* Tasks *
1. Can you retype everything in the creative arts study description from "This initial study" down to "workday had ended."?
2. Answer these questions using the creative arts study description:
(a) How long did each session last?
(b) What emotional exhaustion score on the Maslach Burnout Inventory counted as a positive symptom of burnout?
(c) On what date was the trial registered on clinicaltrials.gov?
3. How would you put this sentence from the creative arts study description into Spanish: "This initial study was conducted from September 2020 through July 2021, and included health care professionals employed at several Denver hospitals."

* Text provided *
We sought to find answers to the question:

What changes in physical or mental health outcomes are experienced by subjects participating in creative arts programs?

Our initial purpose was to learn if Creative Arts Interventions can reduce symptoms of psychological distress and enhance the participant’s connection to the purpose of their work and to their peers.

Inclusion:

1. Staff who work at least part time in a hospital in the Denver Metro area, including all multidisciplinary professionals (i.e. doctors (MD and DO's); nurses; advanced practice practitioners; respiratory, physical, occupational, and speech therapists; pharmacists; dieticians; social work/behavioral health specialists; and family/patient engagement staff)

2. Positive symptoms of burnout using the Maslach Burnout Inventory (MBI): emotional exhaustion score of >17, depersonalization score of >7, or a personal accomplishment score of <31.

Exclusion:

1. Unwillingness to participate in any of the four creative arts interventions.

This initial study was conducted from September 2020 through July 2021, and included health care professionals employed at several Denver hospitals. The trial was approved by the Colorado Multiple Institutional Review Board study (COMIRB 18-2759) and was registered on clinicaltrials.gov (NCT04276922 on March 1, 2020) prior to the initiation of any study-related procedures.

After deemed eligible for the study, participants ranked the 4 CAT interventions according to their preferred intervention.  All participants were randomized to either a CAT intervention or control group in a 4:1 randomization and met in person for a total of 12 consecutive weekly sessions. Each session lasted 90 minutes and were held in the late afternoon after the participant's regular workday had ended.

We conducted three more cohorts, from March 2022 through May 2024, focusing on non-patient facing healthcare workers across the Denver Metro area hospitals and the health campus of University of Colorado. Our goal with this research was to assess the effect of our Creative Arts Intervention protocol on a often understudied population in healthcare.

* Data excerpt *
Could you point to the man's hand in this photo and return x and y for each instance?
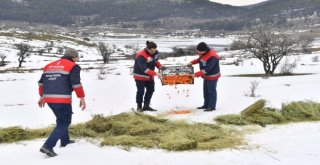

* Task responses *
1.
This initial study was conducted from September 2020 through July 2021, and included health care professionals employed at several Denver hospitals. The trial was approved by the Colorado Multiple Institutional Review Board study (COMIRB 18-2759) and was registered on clinicaltrials.gov (NCT04276922 on March 1, 2020) prior to the initiation of any study-related procedures.

After deemed eligible for the study, participants ranked the 4 CAT interventions according to their preferred intervention.  All participants were randomized to either a CAT intervention or control group in a 4:1 randomization and met in person for a total of 12 consecutive weekly sessions. Each session lasted 90 minutes and were held in the late afternoon after the participant's regular workday had ended.

2.
(a) 90 minutes
(b) A score of more than 17
(c) March 1, 2020

3. Este estudio inicial se llevó a cabo desde septiembre de 2020 hasta julio de 2021 e incluyó a profesionales de la salud empleados en varios hospitales de Denver.